_Task statement_
List each line of the material below that contains the word "water", copying every such line in full.

Part of a data file:
START
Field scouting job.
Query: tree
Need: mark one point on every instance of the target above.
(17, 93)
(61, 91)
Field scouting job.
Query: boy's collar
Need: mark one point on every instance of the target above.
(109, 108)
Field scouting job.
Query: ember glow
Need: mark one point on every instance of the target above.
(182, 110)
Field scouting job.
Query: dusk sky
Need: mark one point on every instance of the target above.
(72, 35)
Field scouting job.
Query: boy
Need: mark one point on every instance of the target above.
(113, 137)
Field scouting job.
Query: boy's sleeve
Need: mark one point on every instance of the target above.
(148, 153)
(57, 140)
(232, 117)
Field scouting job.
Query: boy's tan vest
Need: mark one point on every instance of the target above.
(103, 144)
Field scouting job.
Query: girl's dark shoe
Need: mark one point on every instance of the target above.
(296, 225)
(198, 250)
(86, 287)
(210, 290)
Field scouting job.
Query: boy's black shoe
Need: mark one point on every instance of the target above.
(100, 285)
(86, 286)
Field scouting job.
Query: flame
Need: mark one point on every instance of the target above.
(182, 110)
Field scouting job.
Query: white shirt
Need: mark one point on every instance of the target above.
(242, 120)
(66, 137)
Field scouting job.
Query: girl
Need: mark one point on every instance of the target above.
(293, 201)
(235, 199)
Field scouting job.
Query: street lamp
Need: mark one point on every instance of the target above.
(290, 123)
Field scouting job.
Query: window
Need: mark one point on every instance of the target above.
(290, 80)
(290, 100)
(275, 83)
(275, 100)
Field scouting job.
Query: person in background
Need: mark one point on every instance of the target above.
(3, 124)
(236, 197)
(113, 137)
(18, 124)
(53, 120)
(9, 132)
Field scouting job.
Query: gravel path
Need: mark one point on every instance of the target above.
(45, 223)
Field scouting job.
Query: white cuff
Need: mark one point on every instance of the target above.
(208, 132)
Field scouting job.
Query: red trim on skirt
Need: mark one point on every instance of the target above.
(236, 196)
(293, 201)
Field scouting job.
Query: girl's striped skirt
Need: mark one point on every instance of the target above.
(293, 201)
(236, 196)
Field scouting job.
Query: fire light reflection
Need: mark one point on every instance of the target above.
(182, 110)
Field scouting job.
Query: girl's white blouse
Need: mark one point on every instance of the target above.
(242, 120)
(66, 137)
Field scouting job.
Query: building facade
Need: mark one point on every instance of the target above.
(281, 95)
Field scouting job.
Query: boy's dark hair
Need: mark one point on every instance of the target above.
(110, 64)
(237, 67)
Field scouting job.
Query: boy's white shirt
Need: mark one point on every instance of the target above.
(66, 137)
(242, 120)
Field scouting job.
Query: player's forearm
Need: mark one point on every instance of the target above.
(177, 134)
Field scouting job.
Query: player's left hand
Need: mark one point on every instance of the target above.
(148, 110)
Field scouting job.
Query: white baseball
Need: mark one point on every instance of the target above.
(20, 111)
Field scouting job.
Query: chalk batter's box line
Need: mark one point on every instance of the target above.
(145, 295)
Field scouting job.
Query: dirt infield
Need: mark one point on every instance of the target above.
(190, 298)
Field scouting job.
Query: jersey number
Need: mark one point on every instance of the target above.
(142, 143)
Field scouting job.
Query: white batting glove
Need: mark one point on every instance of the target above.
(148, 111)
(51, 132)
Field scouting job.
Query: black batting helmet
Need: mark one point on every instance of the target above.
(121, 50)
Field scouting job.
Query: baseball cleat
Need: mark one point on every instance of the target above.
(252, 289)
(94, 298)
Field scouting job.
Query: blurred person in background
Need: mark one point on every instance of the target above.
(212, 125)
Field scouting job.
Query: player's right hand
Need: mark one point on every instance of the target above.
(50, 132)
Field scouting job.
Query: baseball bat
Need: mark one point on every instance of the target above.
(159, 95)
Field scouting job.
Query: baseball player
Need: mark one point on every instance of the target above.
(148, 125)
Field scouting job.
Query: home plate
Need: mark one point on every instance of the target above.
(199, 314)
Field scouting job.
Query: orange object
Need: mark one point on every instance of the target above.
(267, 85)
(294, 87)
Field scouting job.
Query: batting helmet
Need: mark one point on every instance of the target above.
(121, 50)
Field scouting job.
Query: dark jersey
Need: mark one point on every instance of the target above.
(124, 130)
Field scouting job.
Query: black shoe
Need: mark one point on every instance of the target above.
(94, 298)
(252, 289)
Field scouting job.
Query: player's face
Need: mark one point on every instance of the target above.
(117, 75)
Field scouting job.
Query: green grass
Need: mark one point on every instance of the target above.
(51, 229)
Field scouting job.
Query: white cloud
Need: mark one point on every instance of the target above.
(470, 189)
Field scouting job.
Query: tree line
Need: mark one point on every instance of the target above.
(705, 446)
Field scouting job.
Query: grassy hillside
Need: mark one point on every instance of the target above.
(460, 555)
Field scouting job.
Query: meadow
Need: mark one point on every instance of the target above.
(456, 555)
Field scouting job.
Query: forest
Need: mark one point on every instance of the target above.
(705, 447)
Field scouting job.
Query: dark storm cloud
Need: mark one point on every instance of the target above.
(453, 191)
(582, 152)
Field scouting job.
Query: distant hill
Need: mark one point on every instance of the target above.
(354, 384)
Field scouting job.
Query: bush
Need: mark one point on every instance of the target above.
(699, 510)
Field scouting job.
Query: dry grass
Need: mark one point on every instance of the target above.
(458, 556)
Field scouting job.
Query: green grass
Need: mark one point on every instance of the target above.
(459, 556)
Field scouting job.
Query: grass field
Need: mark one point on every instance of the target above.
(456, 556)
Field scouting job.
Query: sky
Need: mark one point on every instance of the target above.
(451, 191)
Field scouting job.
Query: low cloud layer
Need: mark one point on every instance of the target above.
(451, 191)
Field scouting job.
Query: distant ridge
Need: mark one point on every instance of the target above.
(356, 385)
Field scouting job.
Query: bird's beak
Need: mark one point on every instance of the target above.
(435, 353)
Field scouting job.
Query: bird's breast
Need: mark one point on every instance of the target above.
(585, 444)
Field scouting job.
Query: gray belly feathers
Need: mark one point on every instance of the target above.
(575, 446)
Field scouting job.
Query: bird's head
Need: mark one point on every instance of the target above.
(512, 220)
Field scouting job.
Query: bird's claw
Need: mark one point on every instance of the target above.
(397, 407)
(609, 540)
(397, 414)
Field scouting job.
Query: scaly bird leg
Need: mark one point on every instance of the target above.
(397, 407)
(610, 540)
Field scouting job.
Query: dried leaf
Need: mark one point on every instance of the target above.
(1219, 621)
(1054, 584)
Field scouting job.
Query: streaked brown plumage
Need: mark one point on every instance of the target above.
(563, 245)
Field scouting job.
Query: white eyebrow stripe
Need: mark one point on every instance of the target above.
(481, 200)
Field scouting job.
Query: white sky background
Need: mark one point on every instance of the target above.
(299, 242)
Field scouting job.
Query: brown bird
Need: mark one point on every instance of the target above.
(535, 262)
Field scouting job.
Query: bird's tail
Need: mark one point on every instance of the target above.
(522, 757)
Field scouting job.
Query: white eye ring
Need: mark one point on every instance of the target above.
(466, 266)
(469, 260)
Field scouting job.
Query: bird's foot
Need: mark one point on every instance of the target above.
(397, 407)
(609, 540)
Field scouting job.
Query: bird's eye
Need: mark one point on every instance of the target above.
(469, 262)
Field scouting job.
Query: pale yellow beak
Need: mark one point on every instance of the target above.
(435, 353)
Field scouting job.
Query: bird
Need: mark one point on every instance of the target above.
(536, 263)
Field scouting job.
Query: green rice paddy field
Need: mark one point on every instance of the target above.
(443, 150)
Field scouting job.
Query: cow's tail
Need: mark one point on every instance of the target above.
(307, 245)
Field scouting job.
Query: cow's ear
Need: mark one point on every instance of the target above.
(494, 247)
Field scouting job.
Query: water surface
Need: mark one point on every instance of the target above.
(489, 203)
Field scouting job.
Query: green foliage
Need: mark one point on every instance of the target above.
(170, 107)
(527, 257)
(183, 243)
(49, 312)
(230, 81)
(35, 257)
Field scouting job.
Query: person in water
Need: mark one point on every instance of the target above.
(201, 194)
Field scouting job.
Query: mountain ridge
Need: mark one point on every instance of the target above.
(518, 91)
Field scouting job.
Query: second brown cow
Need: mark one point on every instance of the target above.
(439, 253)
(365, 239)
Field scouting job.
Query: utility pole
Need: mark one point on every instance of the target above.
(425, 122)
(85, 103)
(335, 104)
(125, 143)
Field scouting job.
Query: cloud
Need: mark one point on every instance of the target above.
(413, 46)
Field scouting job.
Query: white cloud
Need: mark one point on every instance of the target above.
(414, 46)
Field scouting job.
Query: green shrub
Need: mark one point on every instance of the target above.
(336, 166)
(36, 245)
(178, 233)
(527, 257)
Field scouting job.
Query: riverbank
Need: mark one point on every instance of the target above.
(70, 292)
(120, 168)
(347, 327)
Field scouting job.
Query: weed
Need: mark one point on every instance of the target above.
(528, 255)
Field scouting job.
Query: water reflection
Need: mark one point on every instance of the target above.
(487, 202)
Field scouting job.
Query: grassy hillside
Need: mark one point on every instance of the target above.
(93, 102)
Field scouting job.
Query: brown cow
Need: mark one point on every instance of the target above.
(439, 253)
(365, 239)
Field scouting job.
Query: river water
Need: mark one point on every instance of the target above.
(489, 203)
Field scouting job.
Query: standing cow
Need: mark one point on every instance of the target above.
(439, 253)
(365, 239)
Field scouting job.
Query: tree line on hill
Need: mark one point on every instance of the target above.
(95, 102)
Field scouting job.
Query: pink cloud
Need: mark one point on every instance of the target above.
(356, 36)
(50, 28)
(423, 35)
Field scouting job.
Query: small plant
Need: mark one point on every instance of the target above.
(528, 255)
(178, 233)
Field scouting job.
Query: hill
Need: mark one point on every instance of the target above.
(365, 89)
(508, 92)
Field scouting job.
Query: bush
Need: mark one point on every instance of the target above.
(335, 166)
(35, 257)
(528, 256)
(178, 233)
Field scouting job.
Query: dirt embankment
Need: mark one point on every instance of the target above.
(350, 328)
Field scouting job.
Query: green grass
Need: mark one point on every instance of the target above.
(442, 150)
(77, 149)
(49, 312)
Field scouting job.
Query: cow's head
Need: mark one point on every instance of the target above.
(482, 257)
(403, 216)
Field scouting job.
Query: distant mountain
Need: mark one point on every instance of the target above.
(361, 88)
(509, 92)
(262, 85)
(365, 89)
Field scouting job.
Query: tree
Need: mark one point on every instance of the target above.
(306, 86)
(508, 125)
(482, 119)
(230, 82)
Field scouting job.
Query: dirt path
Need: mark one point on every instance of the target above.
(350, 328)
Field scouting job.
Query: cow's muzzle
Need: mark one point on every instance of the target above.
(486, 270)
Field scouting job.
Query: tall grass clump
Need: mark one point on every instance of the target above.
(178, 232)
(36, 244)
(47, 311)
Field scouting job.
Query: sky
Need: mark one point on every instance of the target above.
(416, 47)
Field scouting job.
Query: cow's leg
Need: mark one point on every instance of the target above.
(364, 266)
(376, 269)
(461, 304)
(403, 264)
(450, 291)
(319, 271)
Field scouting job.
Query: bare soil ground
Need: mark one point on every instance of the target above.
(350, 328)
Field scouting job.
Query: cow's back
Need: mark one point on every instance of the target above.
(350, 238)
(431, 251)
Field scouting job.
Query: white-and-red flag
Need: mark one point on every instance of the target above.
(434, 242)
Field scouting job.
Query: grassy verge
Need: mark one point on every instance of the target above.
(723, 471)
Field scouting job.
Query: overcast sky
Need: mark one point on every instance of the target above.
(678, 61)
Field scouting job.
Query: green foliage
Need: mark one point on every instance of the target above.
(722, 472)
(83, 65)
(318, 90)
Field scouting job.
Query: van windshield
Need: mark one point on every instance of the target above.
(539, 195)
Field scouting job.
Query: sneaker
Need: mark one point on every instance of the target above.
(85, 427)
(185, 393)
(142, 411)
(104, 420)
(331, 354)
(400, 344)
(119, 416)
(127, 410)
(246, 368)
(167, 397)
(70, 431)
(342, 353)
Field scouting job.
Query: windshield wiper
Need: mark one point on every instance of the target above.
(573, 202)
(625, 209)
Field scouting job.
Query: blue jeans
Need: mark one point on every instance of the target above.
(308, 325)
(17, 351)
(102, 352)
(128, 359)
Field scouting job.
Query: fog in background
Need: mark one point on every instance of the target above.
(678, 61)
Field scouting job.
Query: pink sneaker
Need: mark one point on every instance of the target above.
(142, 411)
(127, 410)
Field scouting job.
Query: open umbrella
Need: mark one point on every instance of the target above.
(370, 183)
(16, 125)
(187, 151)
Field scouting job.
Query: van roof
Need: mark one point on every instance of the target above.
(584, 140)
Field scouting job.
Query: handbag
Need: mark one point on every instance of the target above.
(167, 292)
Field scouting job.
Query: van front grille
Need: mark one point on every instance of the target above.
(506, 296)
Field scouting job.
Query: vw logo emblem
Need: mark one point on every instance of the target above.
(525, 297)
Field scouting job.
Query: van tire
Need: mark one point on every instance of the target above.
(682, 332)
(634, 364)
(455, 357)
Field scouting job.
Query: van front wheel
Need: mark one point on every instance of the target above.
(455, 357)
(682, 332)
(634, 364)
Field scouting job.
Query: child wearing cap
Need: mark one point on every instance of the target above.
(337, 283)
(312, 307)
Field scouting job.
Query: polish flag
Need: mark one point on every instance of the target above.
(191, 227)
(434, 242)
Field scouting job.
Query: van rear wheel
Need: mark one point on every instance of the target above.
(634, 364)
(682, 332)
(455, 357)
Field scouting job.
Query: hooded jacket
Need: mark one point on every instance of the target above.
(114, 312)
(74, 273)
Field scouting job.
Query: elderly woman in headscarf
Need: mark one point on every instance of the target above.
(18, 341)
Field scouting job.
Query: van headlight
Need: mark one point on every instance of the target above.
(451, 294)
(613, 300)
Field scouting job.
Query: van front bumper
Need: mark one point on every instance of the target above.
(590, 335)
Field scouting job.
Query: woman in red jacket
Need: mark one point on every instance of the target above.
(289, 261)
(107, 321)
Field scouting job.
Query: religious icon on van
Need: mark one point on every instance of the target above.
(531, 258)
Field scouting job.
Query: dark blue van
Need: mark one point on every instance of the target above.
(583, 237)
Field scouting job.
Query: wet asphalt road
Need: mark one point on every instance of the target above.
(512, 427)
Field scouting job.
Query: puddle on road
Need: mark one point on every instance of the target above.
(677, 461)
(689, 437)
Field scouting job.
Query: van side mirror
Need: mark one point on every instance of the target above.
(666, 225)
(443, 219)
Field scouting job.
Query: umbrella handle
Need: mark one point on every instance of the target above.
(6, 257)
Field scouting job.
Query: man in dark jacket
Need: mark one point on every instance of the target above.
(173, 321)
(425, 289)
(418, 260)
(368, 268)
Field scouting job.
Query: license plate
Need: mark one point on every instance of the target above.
END
_Response for this exercise_
Query: water surface
Query: person in water
Query: water reflection
Query: river water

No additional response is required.